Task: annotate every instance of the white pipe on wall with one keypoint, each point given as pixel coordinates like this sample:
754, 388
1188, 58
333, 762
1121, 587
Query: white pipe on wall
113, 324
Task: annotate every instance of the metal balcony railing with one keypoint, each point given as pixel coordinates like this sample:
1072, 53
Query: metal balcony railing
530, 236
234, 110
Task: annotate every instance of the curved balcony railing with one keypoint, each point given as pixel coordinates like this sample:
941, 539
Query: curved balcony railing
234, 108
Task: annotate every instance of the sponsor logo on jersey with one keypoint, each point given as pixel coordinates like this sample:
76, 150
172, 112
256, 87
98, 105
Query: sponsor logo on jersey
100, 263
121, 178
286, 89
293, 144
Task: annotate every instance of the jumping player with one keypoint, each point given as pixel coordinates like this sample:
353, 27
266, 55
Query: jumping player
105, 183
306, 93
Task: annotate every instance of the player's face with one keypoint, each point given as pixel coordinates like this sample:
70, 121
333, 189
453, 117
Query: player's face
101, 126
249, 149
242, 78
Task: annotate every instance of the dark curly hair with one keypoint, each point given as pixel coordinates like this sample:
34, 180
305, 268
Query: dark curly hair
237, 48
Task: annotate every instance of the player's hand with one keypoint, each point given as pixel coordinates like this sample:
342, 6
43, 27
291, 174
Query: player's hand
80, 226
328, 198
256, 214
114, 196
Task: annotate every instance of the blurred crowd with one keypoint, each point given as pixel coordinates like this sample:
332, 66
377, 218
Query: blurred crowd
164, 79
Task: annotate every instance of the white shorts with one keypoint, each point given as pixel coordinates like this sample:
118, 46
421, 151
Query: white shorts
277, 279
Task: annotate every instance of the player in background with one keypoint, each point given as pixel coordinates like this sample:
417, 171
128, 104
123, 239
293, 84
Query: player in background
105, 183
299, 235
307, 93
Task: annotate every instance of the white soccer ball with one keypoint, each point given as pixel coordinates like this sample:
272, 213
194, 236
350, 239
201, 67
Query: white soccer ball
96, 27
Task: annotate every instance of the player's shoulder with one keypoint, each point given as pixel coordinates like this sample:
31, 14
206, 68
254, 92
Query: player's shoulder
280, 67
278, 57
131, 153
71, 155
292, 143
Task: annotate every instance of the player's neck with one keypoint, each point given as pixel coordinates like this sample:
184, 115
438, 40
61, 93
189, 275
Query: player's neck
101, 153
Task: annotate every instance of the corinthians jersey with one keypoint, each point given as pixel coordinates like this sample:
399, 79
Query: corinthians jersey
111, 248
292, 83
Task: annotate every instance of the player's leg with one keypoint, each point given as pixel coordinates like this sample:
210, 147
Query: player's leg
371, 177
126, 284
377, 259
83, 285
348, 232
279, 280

━━━━━━━━

WHAT IS BEING ASKED: Copy, character for character, the lines from the line that holds "Task: annotate every instance of the player's neck" through the final line of the records above.

COMPLETE RESPONSE:
Task: annotate every instance of the player's neck with one keypoint, each point given as pixel coordinates like this sample:
184, 115
438, 40
61, 93
189, 275
Query: player's neck
101, 153
Task: annotate every instance of the corinthians jersey with one keypoint, each point given as pixel coordinates like this sample:
399, 79
Query: corinthians jersey
111, 248
292, 83
Task: annotate every instance of the player's leg with one keypoint, each point given as pixel coordinates like this sample:
210, 147
Query: player's leg
371, 177
126, 284
377, 259
83, 285
348, 232
279, 280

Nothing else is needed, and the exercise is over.